#### Text segment
········

= Reg Cribb =

Australian playwright and actor

Reginald Cribb is an Australian playwright and actor.

== Early life and education==

Cribb is from Perth, Western Australia.

Cribb graduated from National Institute of Dramatic Art at the University of New South Wales in 1990.

==Writing career==
Cribb's first play, Night of the Sea Monkey, was performed in 1999.

His play Gulpilil, co-written with David Gulpilil about Gulpilil's life, was performed in March 2004 at the Adelaide Festival of Arts, performed by Gulpilil, to standing ovations. It was directed by Neil Armfield. The show was later staged in Brisbane and Sydney.

Country Song is a play about Indigenous Australian singer and musician Jimmy Little, performed by the Queensland Theatre Company at the Cremorne Theatre at the Queensland Performing Arts Centre in August 2015.

With Rachel Perkins, Cribb co-wrote the screenplay for the 2009 movie Bran Nue Dae, based on the 1989 stage musical Bran Nue Dae written by Jimmy Chi.

=== Plays ===
Cribb's other plays include:
- The Return (adapted to the film Last Train to Freo)
- Last Cab to Darwin
- The Chatroom
- Ruby's Last Dollar, an adaptation of Uncle Vanya
- Unaustralia
- Mt Ragged
- Krakouer
- Thomas Murray and the Upside Down River, performed by the Griffin Theatre in January 2016 then touring nationally in 2018

==Acting career==
Cribb appeared in the film A Country Life.

He appeared in Home and Away during the 1990s, with appearances in G.P., A Country Practice and Police Rescue. He also sang the song "Banana Holiday" on the ABC children's TV series Bananas in Pyjamas with Monica Trapaga as well as the main cast of the show.

Stage history includes Rosencrantz and Guildenstern Are Dead, Hester, The Players, Face to Face, Romeo and Juliet and The Turning.

········

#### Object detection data

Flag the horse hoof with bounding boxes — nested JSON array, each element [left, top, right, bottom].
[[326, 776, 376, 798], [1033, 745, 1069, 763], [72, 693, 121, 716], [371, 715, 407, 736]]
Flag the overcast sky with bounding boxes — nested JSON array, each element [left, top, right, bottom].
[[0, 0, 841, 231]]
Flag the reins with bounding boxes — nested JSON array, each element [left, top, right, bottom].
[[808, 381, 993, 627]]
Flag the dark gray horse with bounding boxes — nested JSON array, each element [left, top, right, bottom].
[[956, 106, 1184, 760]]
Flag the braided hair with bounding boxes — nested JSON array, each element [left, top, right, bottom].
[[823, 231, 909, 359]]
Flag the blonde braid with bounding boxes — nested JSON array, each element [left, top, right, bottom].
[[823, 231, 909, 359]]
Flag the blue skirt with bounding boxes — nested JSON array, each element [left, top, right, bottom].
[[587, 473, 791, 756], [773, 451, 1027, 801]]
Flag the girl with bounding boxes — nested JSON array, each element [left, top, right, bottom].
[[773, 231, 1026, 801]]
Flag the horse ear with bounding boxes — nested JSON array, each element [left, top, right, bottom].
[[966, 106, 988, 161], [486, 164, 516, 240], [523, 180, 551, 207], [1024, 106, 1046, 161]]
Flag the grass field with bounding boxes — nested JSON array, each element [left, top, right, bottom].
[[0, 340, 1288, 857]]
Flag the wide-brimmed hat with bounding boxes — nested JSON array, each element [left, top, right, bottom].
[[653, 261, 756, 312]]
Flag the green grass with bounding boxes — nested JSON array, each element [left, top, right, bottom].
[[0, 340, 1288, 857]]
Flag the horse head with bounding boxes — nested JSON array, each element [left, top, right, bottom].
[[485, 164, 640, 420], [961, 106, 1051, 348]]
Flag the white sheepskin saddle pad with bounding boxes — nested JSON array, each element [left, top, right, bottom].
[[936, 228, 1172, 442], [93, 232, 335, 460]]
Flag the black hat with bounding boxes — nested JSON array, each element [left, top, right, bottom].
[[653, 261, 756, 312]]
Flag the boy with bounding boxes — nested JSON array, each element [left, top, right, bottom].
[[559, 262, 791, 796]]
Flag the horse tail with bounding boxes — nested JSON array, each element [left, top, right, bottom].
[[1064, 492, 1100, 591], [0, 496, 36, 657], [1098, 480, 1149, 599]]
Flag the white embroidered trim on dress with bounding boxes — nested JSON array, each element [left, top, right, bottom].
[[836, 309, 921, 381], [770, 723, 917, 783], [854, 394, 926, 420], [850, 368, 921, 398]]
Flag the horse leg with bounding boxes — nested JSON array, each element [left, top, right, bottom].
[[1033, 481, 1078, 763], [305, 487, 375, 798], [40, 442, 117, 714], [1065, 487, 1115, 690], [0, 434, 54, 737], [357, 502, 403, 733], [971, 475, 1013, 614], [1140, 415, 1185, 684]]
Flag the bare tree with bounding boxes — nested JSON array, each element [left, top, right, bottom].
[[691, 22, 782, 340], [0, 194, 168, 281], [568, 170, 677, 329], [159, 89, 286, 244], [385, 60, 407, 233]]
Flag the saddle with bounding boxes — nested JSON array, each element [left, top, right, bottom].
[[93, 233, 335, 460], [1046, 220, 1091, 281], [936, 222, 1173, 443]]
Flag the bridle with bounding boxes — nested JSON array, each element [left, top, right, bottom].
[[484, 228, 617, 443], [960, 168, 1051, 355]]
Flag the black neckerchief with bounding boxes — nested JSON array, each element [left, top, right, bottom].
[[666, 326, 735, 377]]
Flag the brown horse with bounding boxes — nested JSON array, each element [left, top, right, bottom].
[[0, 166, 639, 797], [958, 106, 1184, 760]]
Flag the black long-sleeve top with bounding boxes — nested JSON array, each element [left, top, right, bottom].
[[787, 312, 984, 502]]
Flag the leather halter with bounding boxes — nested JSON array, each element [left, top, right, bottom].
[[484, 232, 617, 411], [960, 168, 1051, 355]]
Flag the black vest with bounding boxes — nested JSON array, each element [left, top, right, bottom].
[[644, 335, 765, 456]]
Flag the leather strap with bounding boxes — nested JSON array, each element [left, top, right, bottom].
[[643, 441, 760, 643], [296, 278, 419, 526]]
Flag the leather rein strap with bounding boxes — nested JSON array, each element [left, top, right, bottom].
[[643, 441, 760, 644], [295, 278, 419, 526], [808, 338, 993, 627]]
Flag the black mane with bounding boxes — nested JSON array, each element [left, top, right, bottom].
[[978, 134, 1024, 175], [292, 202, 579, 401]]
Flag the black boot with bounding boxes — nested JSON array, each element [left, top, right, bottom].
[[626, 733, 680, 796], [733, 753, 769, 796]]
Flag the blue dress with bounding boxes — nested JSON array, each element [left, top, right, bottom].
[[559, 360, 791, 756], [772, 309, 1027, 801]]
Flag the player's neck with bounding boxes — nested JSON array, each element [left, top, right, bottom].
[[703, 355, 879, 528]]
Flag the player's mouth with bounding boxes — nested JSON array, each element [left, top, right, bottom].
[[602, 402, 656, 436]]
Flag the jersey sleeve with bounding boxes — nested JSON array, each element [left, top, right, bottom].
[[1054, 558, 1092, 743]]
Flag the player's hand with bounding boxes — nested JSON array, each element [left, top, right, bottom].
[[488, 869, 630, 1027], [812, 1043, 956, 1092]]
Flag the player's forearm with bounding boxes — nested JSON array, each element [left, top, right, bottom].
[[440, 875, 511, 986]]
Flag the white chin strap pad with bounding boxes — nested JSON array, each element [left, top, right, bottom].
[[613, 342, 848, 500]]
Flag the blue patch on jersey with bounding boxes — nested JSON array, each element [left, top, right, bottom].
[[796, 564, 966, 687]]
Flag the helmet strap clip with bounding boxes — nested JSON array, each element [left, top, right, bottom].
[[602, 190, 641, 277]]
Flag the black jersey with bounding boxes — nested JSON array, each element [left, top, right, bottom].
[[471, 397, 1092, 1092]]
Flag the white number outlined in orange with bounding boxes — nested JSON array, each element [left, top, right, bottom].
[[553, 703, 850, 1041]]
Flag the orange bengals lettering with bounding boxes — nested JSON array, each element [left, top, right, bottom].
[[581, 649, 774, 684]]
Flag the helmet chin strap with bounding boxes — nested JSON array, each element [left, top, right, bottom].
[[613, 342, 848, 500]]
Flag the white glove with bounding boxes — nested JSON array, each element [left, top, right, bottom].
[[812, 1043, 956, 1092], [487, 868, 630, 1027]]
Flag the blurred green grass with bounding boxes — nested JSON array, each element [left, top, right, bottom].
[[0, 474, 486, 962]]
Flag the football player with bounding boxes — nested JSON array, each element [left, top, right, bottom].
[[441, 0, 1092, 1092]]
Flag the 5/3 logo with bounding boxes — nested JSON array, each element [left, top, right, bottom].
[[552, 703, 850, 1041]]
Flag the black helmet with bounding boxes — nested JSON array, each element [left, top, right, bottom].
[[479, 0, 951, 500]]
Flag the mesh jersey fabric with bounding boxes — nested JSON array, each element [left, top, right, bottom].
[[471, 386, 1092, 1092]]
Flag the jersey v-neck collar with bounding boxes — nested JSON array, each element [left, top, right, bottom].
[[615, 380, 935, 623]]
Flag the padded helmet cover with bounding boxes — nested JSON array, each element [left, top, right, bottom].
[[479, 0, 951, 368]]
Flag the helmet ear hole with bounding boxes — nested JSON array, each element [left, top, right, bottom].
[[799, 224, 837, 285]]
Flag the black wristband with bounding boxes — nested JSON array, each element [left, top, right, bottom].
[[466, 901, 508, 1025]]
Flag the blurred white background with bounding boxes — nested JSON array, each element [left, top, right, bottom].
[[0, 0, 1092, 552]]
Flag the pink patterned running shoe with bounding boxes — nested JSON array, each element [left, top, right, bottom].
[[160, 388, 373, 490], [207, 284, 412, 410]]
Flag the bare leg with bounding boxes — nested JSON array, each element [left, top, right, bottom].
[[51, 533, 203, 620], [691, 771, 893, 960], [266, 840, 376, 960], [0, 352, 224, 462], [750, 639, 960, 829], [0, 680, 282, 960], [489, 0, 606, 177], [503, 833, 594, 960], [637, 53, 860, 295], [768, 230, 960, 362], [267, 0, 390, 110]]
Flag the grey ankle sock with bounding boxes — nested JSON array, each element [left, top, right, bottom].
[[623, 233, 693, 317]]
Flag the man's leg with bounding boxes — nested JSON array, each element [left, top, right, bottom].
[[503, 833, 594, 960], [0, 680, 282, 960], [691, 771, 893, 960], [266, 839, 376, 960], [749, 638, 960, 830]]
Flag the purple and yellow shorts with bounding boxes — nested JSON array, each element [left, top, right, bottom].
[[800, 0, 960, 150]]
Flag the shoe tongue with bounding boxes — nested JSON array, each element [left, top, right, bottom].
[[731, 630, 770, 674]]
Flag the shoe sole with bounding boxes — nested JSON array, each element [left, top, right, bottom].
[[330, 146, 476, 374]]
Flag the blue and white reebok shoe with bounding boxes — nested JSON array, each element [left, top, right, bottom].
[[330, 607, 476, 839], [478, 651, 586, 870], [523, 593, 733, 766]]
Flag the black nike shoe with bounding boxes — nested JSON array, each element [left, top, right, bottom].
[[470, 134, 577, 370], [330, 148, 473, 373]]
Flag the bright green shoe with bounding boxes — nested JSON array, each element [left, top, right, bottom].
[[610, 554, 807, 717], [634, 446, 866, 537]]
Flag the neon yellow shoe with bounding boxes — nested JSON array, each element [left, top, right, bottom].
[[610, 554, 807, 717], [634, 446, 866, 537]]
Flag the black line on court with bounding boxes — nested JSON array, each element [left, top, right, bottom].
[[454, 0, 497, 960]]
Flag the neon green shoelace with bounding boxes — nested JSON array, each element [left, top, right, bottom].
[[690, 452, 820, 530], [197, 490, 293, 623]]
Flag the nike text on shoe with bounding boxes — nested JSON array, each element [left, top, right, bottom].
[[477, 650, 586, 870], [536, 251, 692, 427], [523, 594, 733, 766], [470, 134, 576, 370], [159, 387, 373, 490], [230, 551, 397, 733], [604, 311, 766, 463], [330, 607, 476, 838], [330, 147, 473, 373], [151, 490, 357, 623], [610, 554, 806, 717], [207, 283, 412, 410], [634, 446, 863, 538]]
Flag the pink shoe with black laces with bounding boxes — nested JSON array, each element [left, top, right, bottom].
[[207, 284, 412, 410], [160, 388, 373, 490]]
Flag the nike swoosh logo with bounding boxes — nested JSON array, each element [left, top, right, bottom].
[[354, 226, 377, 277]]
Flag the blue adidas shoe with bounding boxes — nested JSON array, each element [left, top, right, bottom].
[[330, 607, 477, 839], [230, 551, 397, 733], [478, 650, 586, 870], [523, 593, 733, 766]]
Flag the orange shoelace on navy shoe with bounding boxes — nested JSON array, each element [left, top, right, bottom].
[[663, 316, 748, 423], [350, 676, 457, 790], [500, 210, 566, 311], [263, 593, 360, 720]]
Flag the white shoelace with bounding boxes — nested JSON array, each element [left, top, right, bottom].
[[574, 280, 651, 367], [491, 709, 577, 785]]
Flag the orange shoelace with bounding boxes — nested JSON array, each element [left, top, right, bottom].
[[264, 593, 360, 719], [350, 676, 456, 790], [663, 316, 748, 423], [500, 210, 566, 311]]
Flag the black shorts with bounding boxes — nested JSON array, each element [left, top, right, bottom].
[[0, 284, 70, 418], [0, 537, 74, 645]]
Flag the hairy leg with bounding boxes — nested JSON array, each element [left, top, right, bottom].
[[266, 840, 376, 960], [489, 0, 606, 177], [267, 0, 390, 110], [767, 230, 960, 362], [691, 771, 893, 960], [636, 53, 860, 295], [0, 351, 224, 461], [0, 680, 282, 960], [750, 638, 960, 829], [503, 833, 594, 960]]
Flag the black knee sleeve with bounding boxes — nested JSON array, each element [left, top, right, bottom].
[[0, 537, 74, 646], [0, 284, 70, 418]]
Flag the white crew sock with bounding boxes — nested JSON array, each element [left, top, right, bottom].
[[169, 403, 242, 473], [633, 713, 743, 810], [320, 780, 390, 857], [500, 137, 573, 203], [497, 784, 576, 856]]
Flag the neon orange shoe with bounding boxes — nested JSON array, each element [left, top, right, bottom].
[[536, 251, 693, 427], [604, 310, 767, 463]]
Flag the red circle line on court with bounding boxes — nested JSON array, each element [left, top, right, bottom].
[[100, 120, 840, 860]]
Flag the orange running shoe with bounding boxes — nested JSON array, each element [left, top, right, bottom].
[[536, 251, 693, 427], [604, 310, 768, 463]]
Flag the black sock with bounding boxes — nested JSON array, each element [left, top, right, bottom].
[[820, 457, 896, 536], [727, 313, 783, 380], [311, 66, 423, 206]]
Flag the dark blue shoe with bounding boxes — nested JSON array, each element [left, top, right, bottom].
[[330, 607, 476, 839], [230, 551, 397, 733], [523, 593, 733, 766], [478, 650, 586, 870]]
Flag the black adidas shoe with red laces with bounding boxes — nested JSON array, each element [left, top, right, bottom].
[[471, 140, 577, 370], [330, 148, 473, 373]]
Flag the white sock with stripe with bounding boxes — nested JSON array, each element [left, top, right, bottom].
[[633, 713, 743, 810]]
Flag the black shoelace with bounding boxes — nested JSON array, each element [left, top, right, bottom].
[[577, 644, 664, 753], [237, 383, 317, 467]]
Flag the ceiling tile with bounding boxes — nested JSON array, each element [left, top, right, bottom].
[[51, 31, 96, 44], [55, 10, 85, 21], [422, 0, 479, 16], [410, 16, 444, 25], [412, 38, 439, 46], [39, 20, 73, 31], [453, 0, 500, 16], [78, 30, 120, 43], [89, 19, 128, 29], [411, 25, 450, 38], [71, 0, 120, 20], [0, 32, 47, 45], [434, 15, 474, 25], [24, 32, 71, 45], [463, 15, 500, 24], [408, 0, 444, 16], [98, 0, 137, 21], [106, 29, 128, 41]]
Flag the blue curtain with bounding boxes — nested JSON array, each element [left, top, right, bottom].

········

#### What needs to be done
Answer these questions from the Reg Cribb article above.
(a) In what year did Cribb graduate from the National Institute of Dramatic Art?
(b) Where and when was the play Gulpilil performed?
(c) What song did Cribb sing on Bananas in Pyjamas?

#### Final answer
(a) 1990
(b) At the Adelaide Festival of Arts in March 2004
(c) "Banana Holiday"